PROVIDED TEXT:
════════════════

WAVY-TV reported Tuesday that three dead eagles and two living eagles were found in Northampton County on Saturday (March 9). The two living eagles were kept overnight, and one died, according to Ruth Boettcher with the Virginia Department of Game and Inland Fisheries (DGIF).
The Wildlife Center of Virginia says it is treating the immature eagle, which is likely a three-year-old male. Veterinarians say after an examination of the eagle, found an elevated level of lead in its blood and multiple metal fragments in the eagle's digestive tract.
According to the wildlife center, since treatment began, the eagle's condition has improved. Treatment has included a tube-feeding therapy to help the metal fragments move more quickly through the eagle's digestive tract, preventing further leaching of the lead.
Officials are unsure what caused the eagles to die but Boettcher says bald eagles commonly feed on dead things, including carcasses from an open pit where local hunters place remains after hunting. The eagles may have fed on the carcasses that contained bullets.
Because of its rich food resources and favorable environmental conditions, Virginia's Chesapeake Bay area is host to a large influx bald eagles.
The bald eagle has been U.S. national symbol since 1782, when Congress adopted the design for the Great Seal of the United States. Ranging from Alaska to the northern border of Mexico, and from the Pacific to the Atlantic coast, the bald eagle is the only kind of eagle found exclusively on the North American continent.

════════════════

PROBLEM TO SOLVE:
Can you reproduce the passage of the eagle report from "According to the" up to and including "that contained bullets.", word for word?

Data drawn from a collection:
════════════════

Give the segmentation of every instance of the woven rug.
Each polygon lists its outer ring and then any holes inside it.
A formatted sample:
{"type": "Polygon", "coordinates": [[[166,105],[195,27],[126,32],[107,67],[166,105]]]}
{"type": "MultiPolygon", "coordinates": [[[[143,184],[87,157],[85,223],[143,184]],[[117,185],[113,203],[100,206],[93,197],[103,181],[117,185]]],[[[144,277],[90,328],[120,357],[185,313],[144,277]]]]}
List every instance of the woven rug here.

════════════════

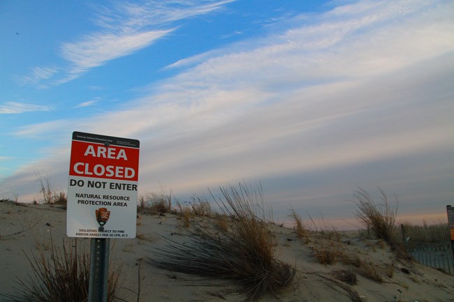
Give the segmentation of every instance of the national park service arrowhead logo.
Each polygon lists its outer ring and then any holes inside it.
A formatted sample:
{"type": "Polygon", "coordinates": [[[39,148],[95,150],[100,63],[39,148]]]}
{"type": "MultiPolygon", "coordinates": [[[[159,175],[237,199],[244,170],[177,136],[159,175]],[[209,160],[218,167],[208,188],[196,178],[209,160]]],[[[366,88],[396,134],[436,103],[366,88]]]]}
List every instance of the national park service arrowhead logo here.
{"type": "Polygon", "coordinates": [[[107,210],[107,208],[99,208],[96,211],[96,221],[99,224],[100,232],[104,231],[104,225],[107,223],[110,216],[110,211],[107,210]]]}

════════════════

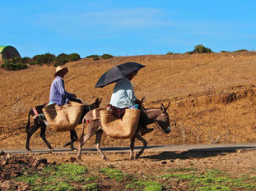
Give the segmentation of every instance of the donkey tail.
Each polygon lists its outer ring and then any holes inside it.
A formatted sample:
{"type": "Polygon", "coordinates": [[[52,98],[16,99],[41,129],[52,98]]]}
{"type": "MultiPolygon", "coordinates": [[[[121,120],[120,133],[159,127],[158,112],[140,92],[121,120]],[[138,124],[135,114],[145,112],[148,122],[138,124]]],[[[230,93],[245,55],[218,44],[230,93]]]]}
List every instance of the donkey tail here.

════════════════

REPLY:
According to the wildlife center, since treatment began, the eagle's condition has improved. Treatment has included a tube-feeding therapy to help the metal fragments move more quickly through the eagle's digestive tract, preventing further leaching of the lead.
Officials are unsure what caused the eagles to die but Boettcher says bald eagles commonly feed on dead things, including carcasses from an open pit where local hunters place remains after hunting. The eagles may have fed on the carcasses that contained bullets.